### PROBLEM REQUIREMENTS
Every entry must come back exactly as it was written.

╭─ DATASET CONTENT

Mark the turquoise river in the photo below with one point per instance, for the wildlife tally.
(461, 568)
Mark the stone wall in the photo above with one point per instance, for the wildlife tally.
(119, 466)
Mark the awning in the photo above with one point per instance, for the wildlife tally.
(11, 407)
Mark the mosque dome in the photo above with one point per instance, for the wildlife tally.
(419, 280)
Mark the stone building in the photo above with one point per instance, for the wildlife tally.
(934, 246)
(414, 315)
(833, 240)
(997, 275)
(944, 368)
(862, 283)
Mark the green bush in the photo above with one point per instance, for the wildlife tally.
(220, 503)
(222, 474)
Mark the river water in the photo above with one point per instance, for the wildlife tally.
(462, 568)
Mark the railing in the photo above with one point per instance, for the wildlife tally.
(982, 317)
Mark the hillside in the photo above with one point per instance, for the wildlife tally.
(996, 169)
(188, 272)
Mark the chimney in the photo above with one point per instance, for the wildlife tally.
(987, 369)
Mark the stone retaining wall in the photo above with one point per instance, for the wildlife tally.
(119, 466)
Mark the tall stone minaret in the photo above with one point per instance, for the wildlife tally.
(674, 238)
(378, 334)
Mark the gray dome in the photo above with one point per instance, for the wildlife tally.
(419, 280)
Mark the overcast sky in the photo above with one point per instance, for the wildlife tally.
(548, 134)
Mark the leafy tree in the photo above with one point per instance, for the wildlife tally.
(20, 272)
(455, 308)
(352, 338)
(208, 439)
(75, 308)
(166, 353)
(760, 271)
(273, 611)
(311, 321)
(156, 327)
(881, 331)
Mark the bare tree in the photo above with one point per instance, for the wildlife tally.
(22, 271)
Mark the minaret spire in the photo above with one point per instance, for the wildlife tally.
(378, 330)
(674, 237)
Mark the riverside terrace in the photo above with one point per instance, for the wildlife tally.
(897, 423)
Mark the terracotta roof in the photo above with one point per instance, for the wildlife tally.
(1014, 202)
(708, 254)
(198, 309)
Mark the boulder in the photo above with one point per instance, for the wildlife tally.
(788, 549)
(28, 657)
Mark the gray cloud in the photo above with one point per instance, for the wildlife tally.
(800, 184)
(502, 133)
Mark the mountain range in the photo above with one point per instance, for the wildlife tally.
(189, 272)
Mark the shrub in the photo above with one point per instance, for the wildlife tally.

╰─

### TASK RESULT
Mark the turquoise river in the photo below with one point per instance, for the wildlife tally.
(461, 568)
Mark the stone wall in the photo above with one point per instance, for the wildlife tally.
(119, 466)
Mark the awning in the photo above with one point per instance, for the wildlife tally.
(11, 407)
Mark the mosque dome in the photo above with one point per instance, for the wildlife tally.
(419, 280)
Mark the stone building in the photo above with one point per instance, for the wildlife tally.
(934, 246)
(414, 315)
(833, 240)
(997, 275)
(944, 368)
(862, 283)
Mark the green bush in the photo above with one point per instance, for the wildlife tally.
(220, 503)
(222, 474)
Mark the river water in the photo above with one point per instance, for the wildlife tally.
(462, 568)
Mark the railing in the photo above with one point per instance, for the wildlife tally.
(982, 317)
Mark the hillside in the photo above with one point per instance, for the wildlife tally.
(996, 169)
(188, 272)
Mark the chimney in the photo above with one point per instance, for the wildlife tally.
(987, 369)
Mark the stone retaining wall in the photo above with one point per instance, for the wildlife tally.
(119, 466)
Mark the tall stone minaret in the photo above with one point per instance, for the wildlife tally.
(674, 238)
(378, 334)
Mark the gray dome in the photo above with one point per instance, for the wildlife tally.
(419, 280)
Mark the overcast sky in the photo above with one point per instance, for the wildlife tally.
(548, 134)
Mark the leafy tree in the photo above with one point per instance, for the wildlife tally.
(20, 272)
(455, 308)
(352, 338)
(208, 439)
(75, 308)
(166, 353)
(760, 271)
(273, 611)
(311, 321)
(156, 327)
(881, 331)
Mark the bare tree in the photo above with one point per instance, for the wildlife tally.
(22, 271)
Mark the minaret spire in the photo above with one point per instance, for the wildlife tally.
(378, 330)
(674, 237)
Mark the riverside terrace in the photo above with one point per instance, for the wildlife tally.
(897, 423)
Mark the terracotta roof in the photo above with one point per instance, for the wildlife tally.
(1014, 202)
(708, 254)
(198, 309)
Mark the boulder in the photo above with one point per instance, for the wildlife tally.
(788, 549)
(28, 657)
Mark the gray cloud in the photo above with one point per instance, for the wildlife tally.
(800, 184)
(502, 133)
Mark the mountain range in the photo above with one point per instance, for the wildlife tally.
(189, 272)
Mark the shrub in the photo above with one point per instance, for the wildlife tally.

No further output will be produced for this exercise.